··· Excerpt

0.004 seconds meant nginx itself was returning 500 without ever hitting the app.

Where nginx can 500 without touching PHP

Two places, in my experience. A config error (but nginx reload would have failed and the config would not be live), or a missing upstream socket file. I checked.

nginx: configuration file /etc/nginx/nginx.conf test is successful

Socket file:

ls -l /var/run/php/php8.3-fpm.sock
srw-rw---- 1 www-data www-data 0 Apr 15 20:14 /var/run/php/php8.3-fpm.sock

That is interesting. The socket was modified at 20:14. I deployed at 21:47, so the socket was older than my deploy. That should not matter — the socket gets recreated when PHP-FPM restarts, and I had not restarted PHP-FPM as part of my deploy.

Except. The deploy script runs systemctl reload nginx and systemctl reload php8.3-fpm. The nginx reload happened. The PHP-FPM reload, I noticed, returned exit code 0, but journalctl -u php8.3-fpm told a different story:

Apr 15 21:47:22 server systemd[1]: Reloading The PHP FastCGI Process Manager...
Apr 15 21:47:22 server php8.3-fpm[2031]: ERROR: [pool www] Another FPM instance seems to already listen on /var/run/php/php8.3-fpm.sock
Apr 15 21:47:22 server systemd[1]: Reload failed for The PHP FastCGI Process Manager.

The reload had failed because the socket file was still in use by the old pool, which was supposed to have released it but had not. systemd had reported the reload failed, but my deploy script was checking systemctl reload exit code, which had come back zero. That part turned out to be a distribution-specific quirk of how systemctl reload reports non-fatal errors.

······
··· Record set

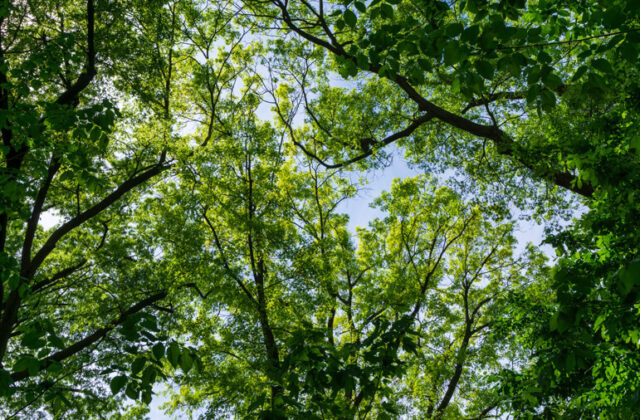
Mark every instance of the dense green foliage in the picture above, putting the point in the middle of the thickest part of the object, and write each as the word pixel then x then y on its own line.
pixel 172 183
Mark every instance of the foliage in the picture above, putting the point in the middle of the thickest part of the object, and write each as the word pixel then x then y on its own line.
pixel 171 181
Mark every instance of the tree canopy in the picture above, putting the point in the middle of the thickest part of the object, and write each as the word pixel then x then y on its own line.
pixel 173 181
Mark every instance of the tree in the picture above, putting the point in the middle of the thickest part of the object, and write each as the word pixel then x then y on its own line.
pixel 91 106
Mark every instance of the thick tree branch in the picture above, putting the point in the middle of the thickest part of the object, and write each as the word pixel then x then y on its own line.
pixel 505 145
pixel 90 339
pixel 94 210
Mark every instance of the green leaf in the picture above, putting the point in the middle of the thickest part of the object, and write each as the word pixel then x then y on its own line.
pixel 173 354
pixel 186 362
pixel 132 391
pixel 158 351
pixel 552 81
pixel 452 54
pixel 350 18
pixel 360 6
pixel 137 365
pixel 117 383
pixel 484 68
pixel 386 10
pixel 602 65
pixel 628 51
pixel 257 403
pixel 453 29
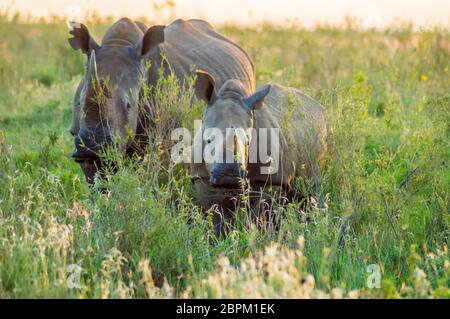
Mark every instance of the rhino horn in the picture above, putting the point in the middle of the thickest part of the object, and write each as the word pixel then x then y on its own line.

······

#### Exercise tasks:
1. In the nginx troubleshooting excerpt above, quote everything from "Two places, in" down to "file. I checked.".
2. Translate this sentence from the nginx troubleshooting excerpt into Spanish: "The reload had failed because the socket file was still in use by the old pool, which was supposed to have released it but had not."

#### Your responses:
1.
Two places, in my experience. A config error (but nginx reload would have failed and the config would not be live), or a missing upstream socket file. I checked.

2. La recarga había fallado porque el archivo de socket seguía en uso por el pool antiguo, que debía haberlo liberado pero no lo había hecho.